▶ Tasks:
A - In the article on Wendy McManus, at which university did she begin her career as a volleyball coach?
B - From the article on Wendy McManus, reproduce the passage that opens with the words containing "After one semester" and closes with "moving to Oklahoma.".

▶ Excerpt:
================
Wendy McManus has been hired by SUNY Oswego as the director of intercollegiate athletics after an almost two year vacancy in the position. 

McManus, who has worked all over the United States, started her career as a volleyball coach at University of the Southwest in Hobbs, New Mexico. 

“I think I just fell into coaching,” McManus said. “I actually wanted to be a forensic psychologist out of college, my bachelor’s is in psychology.”

After one semester of assistant coaching, McManus accepted the head volleyball coach position as well as the university’s sports information director. She later moved to work at Texas A&M and was there for five years, before moving to Oklahoma. 

McManus, who is Canadian, said she then decided to move closer to her family that still lived across the border and ended up at Minot State University in North Dakota, where she went “full into the business side” of athletics.
================
▶ Source information:
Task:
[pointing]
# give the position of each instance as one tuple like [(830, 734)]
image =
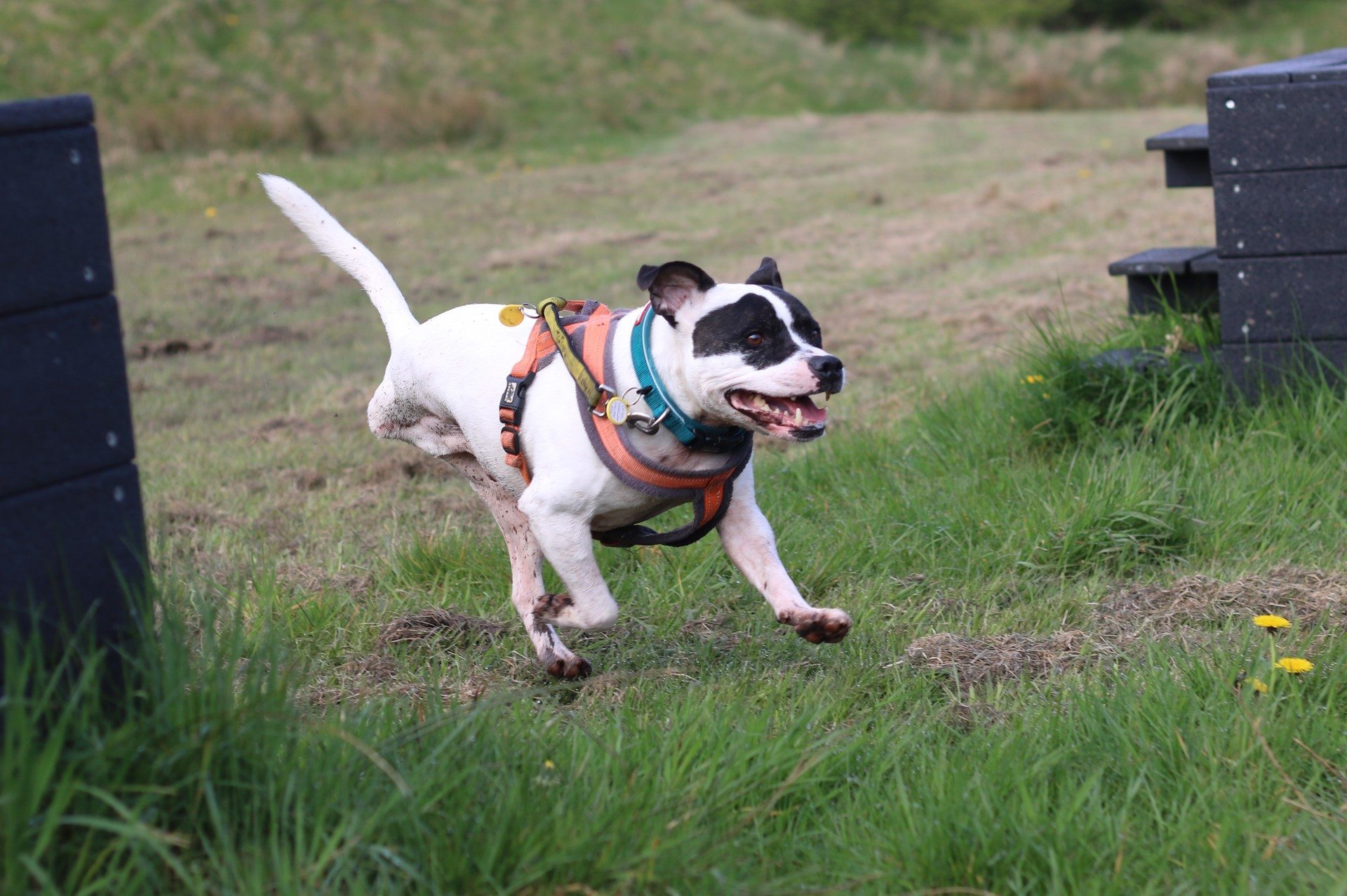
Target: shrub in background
[(899, 20)]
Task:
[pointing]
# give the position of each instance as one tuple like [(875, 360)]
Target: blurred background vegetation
[(192, 74)]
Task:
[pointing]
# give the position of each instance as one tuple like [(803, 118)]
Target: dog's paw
[(817, 625), (553, 608), (569, 667)]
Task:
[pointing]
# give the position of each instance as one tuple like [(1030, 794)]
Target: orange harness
[(707, 490)]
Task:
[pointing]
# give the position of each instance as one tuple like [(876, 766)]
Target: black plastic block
[(67, 547), (1281, 213), (53, 221), (1181, 278), (1287, 127), (1187, 161), (1284, 298), (45, 115), (64, 408), (1261, 366), (1284, 70)]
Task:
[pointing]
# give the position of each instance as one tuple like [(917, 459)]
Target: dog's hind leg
[(525, 562)]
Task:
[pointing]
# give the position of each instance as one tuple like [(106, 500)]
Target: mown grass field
[(1052, 585), (1052, 568)]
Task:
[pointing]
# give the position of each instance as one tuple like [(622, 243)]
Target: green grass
[(274, 745), (758, 763), (209, 76)]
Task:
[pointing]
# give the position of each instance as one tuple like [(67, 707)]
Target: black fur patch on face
[(802, 321), (735, 328)]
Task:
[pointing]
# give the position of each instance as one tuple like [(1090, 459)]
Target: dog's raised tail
[(333, 240)]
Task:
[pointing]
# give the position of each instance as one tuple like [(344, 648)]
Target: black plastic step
[(1187, 156), (1179, 278)]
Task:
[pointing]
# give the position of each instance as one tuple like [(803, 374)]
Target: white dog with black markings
[(730, 354)]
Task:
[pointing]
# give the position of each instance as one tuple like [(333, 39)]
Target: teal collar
[(698, 437)]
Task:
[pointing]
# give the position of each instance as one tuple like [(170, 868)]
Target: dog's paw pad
[(818, 625), (569, 667), (549, 607)]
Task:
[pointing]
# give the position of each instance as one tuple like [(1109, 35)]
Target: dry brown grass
[(1310, 597), (976, 660), (436, 623), (1194, 610)]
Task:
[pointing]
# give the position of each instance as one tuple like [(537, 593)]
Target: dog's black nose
[(829, 370)]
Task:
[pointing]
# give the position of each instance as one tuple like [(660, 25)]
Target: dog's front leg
[(569, 546), (525, 561), (748, 540)]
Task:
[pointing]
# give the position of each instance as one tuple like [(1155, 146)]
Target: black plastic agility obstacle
[(1275, 152), (72, 531)]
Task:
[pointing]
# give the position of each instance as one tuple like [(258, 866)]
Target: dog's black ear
[(767, 275), (671, 285)]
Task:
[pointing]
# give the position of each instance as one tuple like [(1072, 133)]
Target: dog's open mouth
[(796, 417)]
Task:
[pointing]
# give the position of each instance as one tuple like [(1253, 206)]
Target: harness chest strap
[(709, 490), (540, 344)]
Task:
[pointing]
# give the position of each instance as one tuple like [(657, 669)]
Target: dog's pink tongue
[(808, 410)]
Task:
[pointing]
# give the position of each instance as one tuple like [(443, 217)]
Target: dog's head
[(749, 354)]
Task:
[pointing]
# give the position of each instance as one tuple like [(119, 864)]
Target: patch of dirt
[(974, 660), (967, 717), (269, 335), (403, 467), (168, 348), (714, 628), (310, 480), (281, 424), (437, 622), (546, 248), (184, 518)]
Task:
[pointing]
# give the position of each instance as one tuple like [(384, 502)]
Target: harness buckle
[(512, 398)]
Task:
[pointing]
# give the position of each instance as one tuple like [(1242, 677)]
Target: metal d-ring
[(645, 423)]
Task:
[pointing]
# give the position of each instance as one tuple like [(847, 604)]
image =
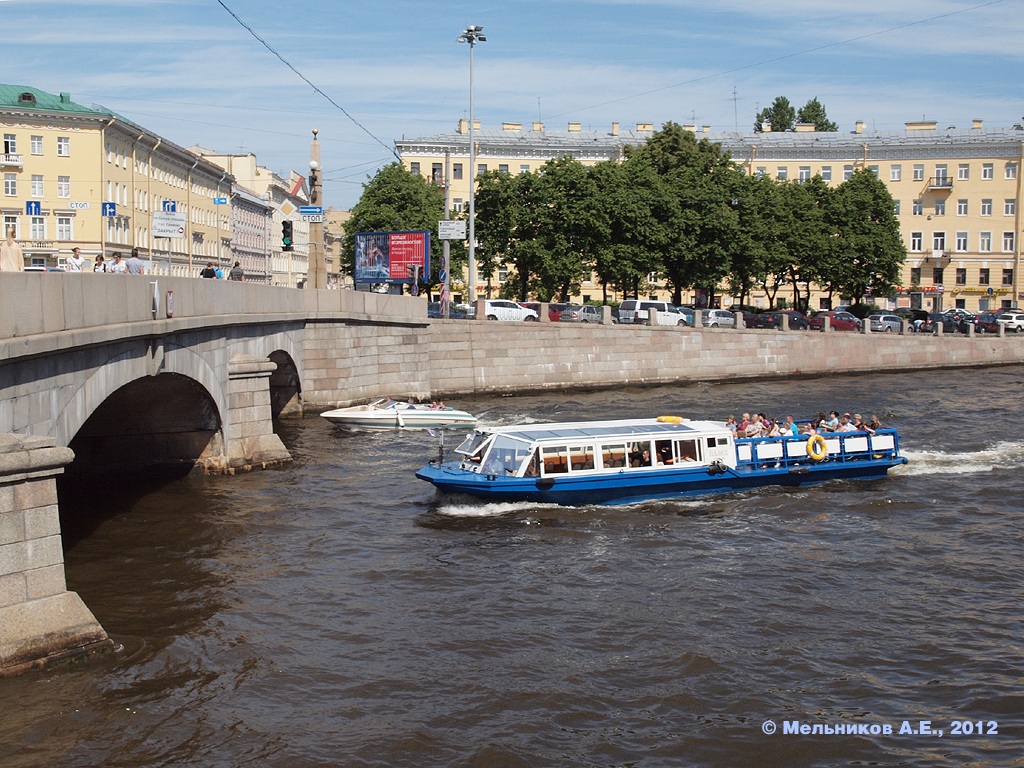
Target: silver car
[(882, 323)]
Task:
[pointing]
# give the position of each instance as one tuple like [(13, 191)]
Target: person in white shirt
[(75, 261)]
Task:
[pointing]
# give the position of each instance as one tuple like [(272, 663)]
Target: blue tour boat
[(626, 461)]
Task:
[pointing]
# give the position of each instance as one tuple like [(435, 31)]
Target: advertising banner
[(391, 257)]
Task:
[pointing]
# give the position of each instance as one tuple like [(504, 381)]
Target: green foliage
[(781, 116)]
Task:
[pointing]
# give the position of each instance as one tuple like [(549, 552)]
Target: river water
[(337, 612)]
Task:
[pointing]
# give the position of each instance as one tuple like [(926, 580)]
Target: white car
[(503, 309), (1012, 323)]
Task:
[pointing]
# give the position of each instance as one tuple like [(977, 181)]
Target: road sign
[(452, 229), (168, 224)]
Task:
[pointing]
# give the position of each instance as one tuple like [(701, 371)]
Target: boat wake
[(1005, 455)]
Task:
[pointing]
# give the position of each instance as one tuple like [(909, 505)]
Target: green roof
[(13, 96)]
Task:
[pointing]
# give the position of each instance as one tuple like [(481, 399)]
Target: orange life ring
[(817, 449)]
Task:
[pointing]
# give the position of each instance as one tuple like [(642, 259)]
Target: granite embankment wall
[(476, 357)]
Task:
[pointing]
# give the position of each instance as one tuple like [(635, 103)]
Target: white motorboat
[(388, 414)]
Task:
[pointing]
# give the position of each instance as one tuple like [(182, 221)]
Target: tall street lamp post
[(472, 35)]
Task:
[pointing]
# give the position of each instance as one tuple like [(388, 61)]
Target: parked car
[(885, 323), (636, 310), (986, 323), (503, 309), (718, 318), (797, 321), (1012, 322), (837, 322)]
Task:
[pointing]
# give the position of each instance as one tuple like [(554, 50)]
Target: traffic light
[(286, 236)]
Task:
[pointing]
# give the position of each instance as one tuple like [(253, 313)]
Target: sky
[(368, 74)]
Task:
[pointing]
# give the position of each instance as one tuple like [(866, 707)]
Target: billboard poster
[(387, 257)]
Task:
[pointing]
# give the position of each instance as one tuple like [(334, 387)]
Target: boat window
[(505, 456), (581, 458), (613, 456), (640, 454), (555, 460), (688, 451)]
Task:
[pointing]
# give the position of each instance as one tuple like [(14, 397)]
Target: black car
[(797, 321)]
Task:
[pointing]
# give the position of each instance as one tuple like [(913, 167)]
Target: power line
[(790, 55), (306, 80)]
================
▶ Solutions to the exercise:
A - University of the Southwest in Hobbs, New Mexico.

B -
After one semester of assistant coaching, McManus accepted the head volleyball coach position as well as the university’s sports information director. She later moved to work at Texas A&M and was there for five years, before moving to Oklahoma.